WHAT IS REQUIRED
Copy the material below line for line, leaving out the pictures.

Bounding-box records
╭──

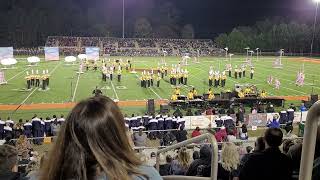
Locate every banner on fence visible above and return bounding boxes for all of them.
[0,47,13,60]
[44,47,59,61]
[86,47,100,61]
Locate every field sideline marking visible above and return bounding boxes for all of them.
[111,81,119,100]
[16,62,62,105]
[72,73,80,102]
[250,65,320,93]
[20,87,38,105]
[134,74,162,99]
[195,67,274,96]
[7,67,30,82]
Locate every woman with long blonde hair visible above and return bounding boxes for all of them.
[39,96,162,180]
[169,147,191,175]
[218,143,240,180]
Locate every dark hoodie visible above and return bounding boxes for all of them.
[0,172,27,180]
[186,145,212,177]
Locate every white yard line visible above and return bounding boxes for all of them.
[7,67,30,82]
[111,81,120,100]
[20,62,62,105]
[252,63,320,93]
[49,61,62,75]
[20,87,38,105]
[72,73,80,102]
[135,74,162,99]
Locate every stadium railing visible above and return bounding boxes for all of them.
[156,133,218,180]
[299,101,320,180]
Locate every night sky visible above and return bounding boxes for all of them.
[86,0,316,38]
[0,0,316,38]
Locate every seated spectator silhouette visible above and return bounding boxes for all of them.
[239,137,265,171]
[39,96,162,180]
[133,129,147,146]
[239,128,292,180]
[191,127,201,137]
[186,145,212,176]
[287,122,320,177]
[0,144,26,180]
[218,143,240,180]
[159,155,172,176]
[169,147,190,175]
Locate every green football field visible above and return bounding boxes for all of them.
[0,56,320,104]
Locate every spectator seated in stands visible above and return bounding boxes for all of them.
[16,135,32,156]
[239,128,292,180]
[186,145,212,176]
[192,151,200,160]
[267,115,280,128]
[176,125,188,142]
[160,131,176,146]
[239,124,249,140]
[0,145,26,180]
[239,137,265,171]
[169,147,190,175]
[218,143,240,180]
[191,127,201,138]
[133,129,147,146]
[214,126,227,142]
[159,155,172,176]
[38,96,162,180]
[266,103,275,113]
[287,124,320,177]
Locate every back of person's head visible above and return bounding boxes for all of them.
[241,124,248,133]
[200,145,212,161]
[177,147,190,168]
[41,96,145,180]
[166,154,172,164]
[282,139,294,153]
[192,151,200,160]
[221,143,240,172]
[246,146,253,153]
[264,128,283,148]
[254,137,266,152]
[0,144,18,172]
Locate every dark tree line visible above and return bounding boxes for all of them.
[0,0,194,47]
[215,18,320,53]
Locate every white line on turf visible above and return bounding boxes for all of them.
[49,61,62,75]
[7,67,30,82]
[20,87,38,104]
[111,81,120,100]
[72,73,80,102]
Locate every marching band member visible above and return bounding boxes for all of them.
[157,73,161,87]
[260,90,267,98]
[183,69,188,85]
[250,67,254,79]
[192,88,198,96]
[220,71,227,87]
[187,90,194,100]
[174,87,180,96]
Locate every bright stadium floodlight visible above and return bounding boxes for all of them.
[244,47,250,59]
[310,0,320,56]
[256,48,259,61]
[223,47,229,61]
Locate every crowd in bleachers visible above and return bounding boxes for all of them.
[0,96,320,180]
[45,36,223,56]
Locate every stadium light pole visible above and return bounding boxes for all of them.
[256,48,259,61]
[244,47,250,59]
[122,0,124,38]
[310,0,320,56]
[224,47,229,61]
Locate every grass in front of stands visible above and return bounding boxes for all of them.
[0,56,320,104]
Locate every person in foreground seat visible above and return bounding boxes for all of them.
[239,128,292,180]
[39,96,162,180]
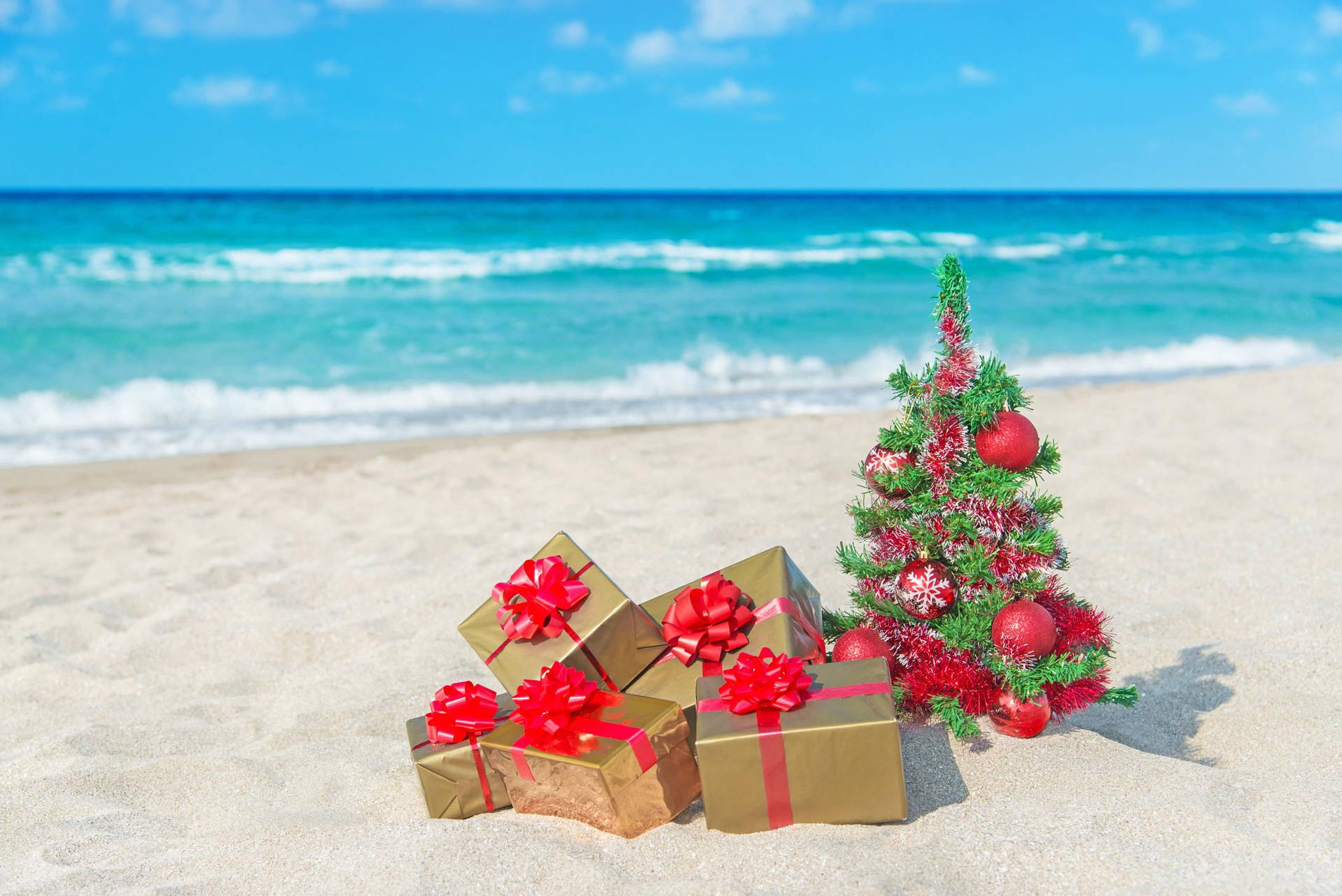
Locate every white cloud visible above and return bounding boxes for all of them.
[111,0,321,38]
[0,0,70,35]
[312,59,349,78]
[694,0,814,41]
[680,78,773,108]
[172,75,279,108]
[47,94,89,111]
[960,62,997,85]
[624,28,749,68]
[1215,90,1278,115]
[1127,19,1165,57]
[624,28,679,67]
[537,66,609,94]
[1317,3,1342,38]
[550,19,592,50]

╰──

RESULT
Locate every banner on fence visible above and return bounding boxes for all of them.
[0,47,13,60]
[44,47,59,61]
[86,47,100,61]
Locate every field sideline marking visible above and return bounding boxes for all of them.
[111,81,119,100]
[16,62,62,105]
[72,73,80,102]
[250,65,320,93]
[20,87,38,105]
[134,74,162,99]
[195,67,274,96]
[7,67,30,82]
Locate every woman with long blonde hair visible above and return bounding boxes for all of them.
[39,96,162,180]
[169,147,191,175]
[218,143,240,180]
Locate every dark hoodie visible above and return bounding boxes for all of them.
[0,172,27,180]
[186,145,212,177]
Locate every white yard line visible above and return bounding boxes for all of them.
[7,67,30,82]
[111,81,120,100]
[20,62,62,105]
[252,63,320,93]
[49,61,62,75]
[20,87,38,105]
[72,73,80,102]
[135,74,162,99]
Locate every stadium railing visible above and return bounding boxes for all of them.
[156,133,218,180]
[299,101,320,180]
Locate every night sky visible above and return bounding boxes for all of them.
[86,0,316,38]
[0,0,316,38]
Locate every seated spectator silhouette visible above and return bounding boxes for all of them.
[239,137,265,171]
[39,96,162,180]
[133,129,147,146]
[239,128,292,180]
[191,127,201,137]
[186,145,212,176]
[287,122,320,177]
[0,144,26,180]
[218,143,240,180]
[159,155,172,176]
[169,147,190,175]
Locate every green football field visible above and return bounding boxes for all of them.
[0,56,320,104]
Locate every spectator seated in stands visible above and return bounding boxes for all of them.
[16,135,32,156]
[239,128,292,180]
[186,145,212,176]
[192,151,200,160]
[267,115,280,128]
[176,125,188,142]
[160,131,176,146]
[239,124,249,140]
[0,145,26,180]
[239,137,265,171]
[169,147,190,175]
[218,143,240,180]
[191,127,201,138]
[133,129,147,146]
[214,126,227,142]
[159,155,172,176]
[38,96,162,180]
[266,103,275,113]
[287,124,320,177]
Locate every back of person's head visible above and return bounding boxes for all of them.
[241,124,248,133]
[200,145,212,161]
[177,147,190,168]
[41,96,145,180]
[166,154,172,164]
[282,139,294,153]
[192,151,200,160]
[221,143,240,172]
[246,146,253,153]
[264,128,283,148]
[254,137,266,152]
[0,144,18,172]
Locate every dark tree line visible above and return bounding boxes for all of them.
[0,0,194,47]
[215,18,320,53]
Locate every white line on turf visible above and return bounding boxes for all of them.
[49,61,62,75]
[7,67,30,82]
[20,87,38,104]
[111,81,120,100]
[72,73,80,102]
Locate every marching band member visible above and return bounding boxes for all of them.
[157,73,161,87]
[260,90,267,98]
[183,69,188,85]
[250,67,254,79]
[192,88,198,96]
[220,71,227,87]
[187,90,194,100]
[174,87,180,96]
Locate every bright stadium floodlight visible above and return bounding boxes for all of them.
[244,47,250,59]
[310,0,320,56]
[256,48,259,61]
[223,47,229,61]
Locate every crowd in bleachers visible above and return bounding boxes for all of them.
[0,96,320,180]
[45,36,223,56]
Locate every stadium light pole visible above and return bounding boxes for all of them.
[256,48,259,61]
[244,47,250,59]
[122,0,124,38]
[310,0,320,56]
[224,47,229,61]
Locate every grass in front of stands visible above and return bounding boxes for all of them.
[0,56,320,104]
Locate every person in foreground seat visible above and return bounding boxes for all of them.
[239,128,292,180]
[39,96,162,180]
Locate every white cloud visible above and return bounding boxes for all of them.
[111,0,321,38]
[0,0,70,35]
[312,59,349,78]
[694,0,814,41]
[680,78,773,108]
[172,75,279,108]
[47,94,89,111]
[960,62,997,85]
[624,28,749,68]
[1215,90,1278,115]
[1127,19,1165,57]
[624,28,679,67]
[537,66,609,94]
[1317,3,1342,38]
[550,19,592,50]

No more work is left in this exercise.